- [Work to be completed]:
Repeat the entire listing exactly as written.

- [Data section]:
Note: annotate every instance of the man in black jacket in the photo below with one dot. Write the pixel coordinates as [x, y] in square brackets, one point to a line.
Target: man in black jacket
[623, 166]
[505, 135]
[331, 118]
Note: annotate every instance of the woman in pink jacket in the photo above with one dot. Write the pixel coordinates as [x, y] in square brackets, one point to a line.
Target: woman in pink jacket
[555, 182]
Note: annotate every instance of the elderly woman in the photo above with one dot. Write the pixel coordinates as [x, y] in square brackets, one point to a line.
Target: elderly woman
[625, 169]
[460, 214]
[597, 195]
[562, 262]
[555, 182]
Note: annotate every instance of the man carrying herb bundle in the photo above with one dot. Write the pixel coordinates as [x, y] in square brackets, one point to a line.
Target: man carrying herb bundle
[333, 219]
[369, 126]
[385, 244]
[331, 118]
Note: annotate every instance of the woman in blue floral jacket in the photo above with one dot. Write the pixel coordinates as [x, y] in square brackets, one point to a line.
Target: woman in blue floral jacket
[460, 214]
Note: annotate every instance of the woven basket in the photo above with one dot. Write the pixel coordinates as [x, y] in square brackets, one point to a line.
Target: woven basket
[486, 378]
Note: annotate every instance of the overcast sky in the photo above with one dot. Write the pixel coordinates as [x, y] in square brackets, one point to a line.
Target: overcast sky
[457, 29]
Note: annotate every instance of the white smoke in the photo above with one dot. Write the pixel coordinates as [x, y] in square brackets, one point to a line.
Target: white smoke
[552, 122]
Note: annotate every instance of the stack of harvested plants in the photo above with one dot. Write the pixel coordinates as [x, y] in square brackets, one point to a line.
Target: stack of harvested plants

- [Output for this task]:
Note: annotate every instance of the man in black jacket in the photo below with one dot. Write the pixel coordinates as [x, y] in square brackets, one point to a line.
Target: man in black jacket
[623, 166]
[505, 135]
[331, 118]
Note: annotate every instance of the woman in pink jacket in the photo above with one dot. Write the pixel coordinates as [x, y] in square brackets, one point to a line.
Target: woman in pink jacket
[555, 182]
Note: annotate every instance of the elderly woman in the photo above with one dot. Write the pixel coordinates as [x, y] in square brackets, one point to a line.
Target: elderly woman
[625, 169]
[460, 214]
[597, 195]
[562, 262]
[555, 182]
Note: annotate every instance of the man carrying herb bundle in the photo above with one dot. Write the pixel coordinates as [x, y] in square brackets, one point to a line.
Target: man carrying herb bundle
[333, 219]
[369, 126]
[385, 244]
[331, 118]
Note: annotate every instance of the woman in blue floral jacket in the photo above with one dot. Write the pixel coordinates as [x, y] in square brackets, one point to a line.
Target: woman in blue floral jacket
[460, 214]
Note: annotate every instance of the woven basket in the photo above with one dot. Write the pixel coordinates as [x, y] in square brackets, one point to a line.
Target: woven basket
[486, 378]
Note: annotate every instance of the overcast sky in the photo above with one dot. Write the pixel coordinates as [x, y] in square brackets, one point to a line.
Target: overcast sky
[457, 29]
Note: annotate every instance of the white smoke in the photo above with one dot. Write the pixel coordinates as [x, y] in square brackets, one point to a line.
Target: white smoke
[552, 122]
Note: annotate every instance of the stack of harvested plants in the photo above with one dot. Write the pixel coordinates as [x, y] in square brackets, one point to a line.
Target: stack of harvested plants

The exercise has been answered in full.